[Brief] All of the data below is to be copied exactly.

[Records shown]
|---|

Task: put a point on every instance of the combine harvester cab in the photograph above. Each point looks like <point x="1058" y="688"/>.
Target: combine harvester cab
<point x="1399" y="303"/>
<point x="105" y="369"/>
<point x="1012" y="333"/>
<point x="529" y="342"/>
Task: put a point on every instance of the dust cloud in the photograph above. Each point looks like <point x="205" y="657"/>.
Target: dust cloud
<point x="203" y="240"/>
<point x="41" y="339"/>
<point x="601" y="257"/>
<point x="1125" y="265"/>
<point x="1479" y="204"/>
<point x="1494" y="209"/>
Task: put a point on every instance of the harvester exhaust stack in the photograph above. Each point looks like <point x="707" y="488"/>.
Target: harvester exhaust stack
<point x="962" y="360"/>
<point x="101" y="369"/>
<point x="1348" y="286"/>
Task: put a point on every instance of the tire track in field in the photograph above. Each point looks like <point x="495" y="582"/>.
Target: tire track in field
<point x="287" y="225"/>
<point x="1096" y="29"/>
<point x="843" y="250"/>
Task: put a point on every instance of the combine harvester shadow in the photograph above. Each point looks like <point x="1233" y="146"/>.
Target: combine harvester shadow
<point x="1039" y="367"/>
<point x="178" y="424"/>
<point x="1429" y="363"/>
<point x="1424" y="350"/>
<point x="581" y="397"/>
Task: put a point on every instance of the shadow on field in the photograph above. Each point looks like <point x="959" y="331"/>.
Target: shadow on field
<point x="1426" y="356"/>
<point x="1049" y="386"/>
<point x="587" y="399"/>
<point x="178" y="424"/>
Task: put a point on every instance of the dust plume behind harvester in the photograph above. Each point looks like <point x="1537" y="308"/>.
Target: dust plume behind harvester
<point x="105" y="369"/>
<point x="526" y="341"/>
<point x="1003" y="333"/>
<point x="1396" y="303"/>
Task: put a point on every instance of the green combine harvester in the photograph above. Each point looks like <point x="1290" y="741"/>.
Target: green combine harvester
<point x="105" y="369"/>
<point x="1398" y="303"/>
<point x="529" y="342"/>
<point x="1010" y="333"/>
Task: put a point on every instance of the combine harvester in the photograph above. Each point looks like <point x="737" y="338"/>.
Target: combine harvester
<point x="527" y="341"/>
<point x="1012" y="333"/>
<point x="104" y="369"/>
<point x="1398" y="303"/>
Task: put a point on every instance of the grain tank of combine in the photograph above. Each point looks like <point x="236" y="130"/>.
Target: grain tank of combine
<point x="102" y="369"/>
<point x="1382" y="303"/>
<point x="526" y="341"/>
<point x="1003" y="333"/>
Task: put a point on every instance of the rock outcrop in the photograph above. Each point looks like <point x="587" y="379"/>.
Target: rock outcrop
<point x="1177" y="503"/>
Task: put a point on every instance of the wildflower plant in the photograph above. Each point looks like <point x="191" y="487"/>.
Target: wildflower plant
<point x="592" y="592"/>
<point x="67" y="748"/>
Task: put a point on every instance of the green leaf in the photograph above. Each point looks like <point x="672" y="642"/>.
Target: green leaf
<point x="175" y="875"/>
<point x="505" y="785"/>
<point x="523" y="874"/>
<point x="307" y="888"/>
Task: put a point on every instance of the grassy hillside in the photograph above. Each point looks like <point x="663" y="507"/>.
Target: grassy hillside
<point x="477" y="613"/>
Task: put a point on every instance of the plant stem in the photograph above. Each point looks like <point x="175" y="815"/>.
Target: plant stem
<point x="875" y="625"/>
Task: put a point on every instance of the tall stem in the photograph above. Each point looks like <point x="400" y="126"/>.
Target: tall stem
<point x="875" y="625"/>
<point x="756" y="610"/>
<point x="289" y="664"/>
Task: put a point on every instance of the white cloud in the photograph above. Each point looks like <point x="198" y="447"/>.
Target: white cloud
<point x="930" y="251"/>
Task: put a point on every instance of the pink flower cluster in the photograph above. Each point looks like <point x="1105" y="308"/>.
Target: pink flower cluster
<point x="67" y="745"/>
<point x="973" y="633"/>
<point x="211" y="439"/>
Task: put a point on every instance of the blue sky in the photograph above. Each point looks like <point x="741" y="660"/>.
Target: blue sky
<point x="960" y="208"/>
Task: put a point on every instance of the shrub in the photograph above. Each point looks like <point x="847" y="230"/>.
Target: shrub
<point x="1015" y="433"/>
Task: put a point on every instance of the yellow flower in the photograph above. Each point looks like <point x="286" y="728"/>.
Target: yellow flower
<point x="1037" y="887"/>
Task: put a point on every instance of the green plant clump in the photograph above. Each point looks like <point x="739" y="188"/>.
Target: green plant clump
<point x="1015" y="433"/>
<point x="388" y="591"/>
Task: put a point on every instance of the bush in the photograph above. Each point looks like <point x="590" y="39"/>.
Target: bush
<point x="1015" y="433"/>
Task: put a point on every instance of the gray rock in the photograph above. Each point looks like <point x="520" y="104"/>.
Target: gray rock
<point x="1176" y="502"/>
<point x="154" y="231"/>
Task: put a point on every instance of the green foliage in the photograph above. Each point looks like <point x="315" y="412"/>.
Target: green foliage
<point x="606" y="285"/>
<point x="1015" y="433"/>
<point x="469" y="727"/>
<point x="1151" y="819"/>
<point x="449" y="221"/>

|---|

[Answer box]
Task: put a point on every instance of the combine harvester cab in the photograph above. Each point looks like <point x="1058" y="688"/>.
Target: combine harvester cab
<point x="1399" y="303"/>
<point x="105" y="369"/>
<point x="1012" y="333"/>
<point x="529" y="342"/>
Task: put a point on every instance of the dust cloud in the photograph above. Each point looks like <point x="205" y="657"/>.
Target: dust cloud
<point x="203" y="240"/>
<point x="41" y="339"/>
<point x="601" y="257"/>
<point x="1125" y="265"/>
<point x="1479" y="204"/>
<point x="1494" y="209"/>
Task: put a point on every instance of the harvester exhaust stack in the photograph above. Each point looks like <point x="707" y="488"/>.
Target: harvester exhaust stack
<point x="962" y="360"/>
<point x="101" y="369"/>
<point x="1348" y="286"/>
Task: put a point on every instance of the tire track in field in the photograph above. Each point looks like <point x="495" y="582"/>.
Target: tire track in field
<point x="287" y="225"/>
<point x="1096" y="29"/>
<point x="843" y="250"/>
Task: put a point on every instance of the combine harvester shadow in the photograph above. Each point looks like <point x="1233" y="146"/>.
Target: combine harvester shadow
<point x="1039" y="367"/>
<point x="178" y="424"/>
<point x="1429" y="363"/>
<point x="1424" y="350"/>
<point x="581" y="397"/>
Task: put a point on every instance of the shadow on field in the photograph above. Each point looks like <point x="959" y="331"/>.
Target: shadow on field
<point x="1426" y="356"/>
<point x="1049" y="386"/>
<point x="587" y="399"/>
<point x="178" y="424"/>
Task: put a point on every instance of the dust plume behind harvester in the photograph above. Each point looks like <point x="1537" y="308"/>.
Target: dust plume behind harvester
<point x="105" y="369"/>
<point x="526" y="341"/>
<point x="1003" y="333"/>
<point x="1396" y="303"/>
Task: put a point on every instance of the green combine harvester in the photograph above. Each point looks like <point x="1290" y="741"/>.
Target: green combine harvester
<point x="105" y="369"/>
<point x="1398" y="303"/>
<point x="529" y="342"/>
<point x="1010" y="333"/>
Task: put a point on every instance of the combine harvester in the photograph above. Each point looks like <point x="737" y="338"/>.
Target: combine harvester
<point x="527" y="341"/>
<point x="1012" y="333"/>
<point x="104" y="369"/>
<point x="1398" y="303"/>
Task: put a point on every instance of the grain tank of combine in the photograph above. Each point looks like <point x="236" y="130"/>.
Target: grain tank of combine
<point x="102" y="369"/>
<point x="1382" y="303"/>
<point x="526" y="341"/>
<point x="1003" y="333"/>
Task: put a point on every instance of the rock outcrop in the photograph above. Each point looks like <point x="587" y="379"/>.
Target: rock outcrop
<point x="1177" y="503"/>
Task: put a point on every instance of the wildflower plant in the photograph above. Each point looks like <point x="191" y="487"/>.
Target: wildflower plant
<point x="592" y="592"/>
<point x="67" y="748"/>
Task: put a point on every instance of the green leaf in the photograph above. Each point looks like <point x="672" y="642"/>.
Target: green leaf
<point x="175" y="875"/>
<point x="505" y="785"/>
<point x="523" y="874"/>
<point x="307" y="888"/>
Task: put a point on every instance of the grassy hillside in the photograph above. Each point looks like <point x="663" y="507"/>.
Target: grassy hillside
<point x="477" y="613"/>
Task: put a point on every instance of the plant stem in the photograph above. Each point looks like <point x="175" y="815"/>.
Target: plant stem
<point x="875" y="625"/>
Task: put a point on every instance of the tall stem in the photograph above. Each point looks like <point x="400" y="126"/>.
Target: tall stem
<point x="875" y="625"/>
<point x="756" y="610"/>
<point x="289" y="664"/>
Task: put a point on every instance of the white cloud in the photograph above. Each point looks like <point x="198" y="447"/>.
Target: white cloud
<point x="930" y="251"/>
Task: put a point on every instance of the pink flower cluster in the photograph above. Each point looks like <point x="1105" y="308"/>.
Target: pink flower cluster
<point x="67" y="745"/>
<point x="973" y="633"/>
<point x="211" y="439"/>
Task: put a point on every instance of the blue sky in the photograph above. Each point looks like <point x="741" y="660"/>.
Target: blue sky
<point x="960" y="208"/>
Task: put a point on every instance of the shrub in the photograph above. Each point looks like <point x="847" y="230"/>.
Target: shrub
<point x="1015" y="433"/>
Task: put a point on every instance of the yellow flower in the photograph above. Each point looks like <point x="286" y="728"/>.
Target: yellow flower
<point x="1037" y="887"/>
Task: put a point on every instance of the green plant clump in the photograph above. Each point looks like <point x="739" y="188"/>.
Target: green plant clump
<point x="1015" y="433"/>
<point x="388" y="591"/>
Task: put a point on every instance of the bush in the photograph above. Each point looks like <point x="590" y="39"/>.
Target: bush
<point x="1015" y="433"/>
Task: put a point on every instance of the gray rock in the photograph above. Each point looks like <point x="520" y="104"/>.
Target: gray rock
<point x="1176" y="502"/>
<point x="154" y="231"/>
Task: put a point on every instance of the green foliage in the photograph above. Each point looks like <point x="315" y="412"/>.
Target: green foliage
<point x="606" y="285"/>
<point x="1015" y="433"/>
<point x="469" y="727"/>
<point x="1151" y="819"/>
<point x="449" y="221"/>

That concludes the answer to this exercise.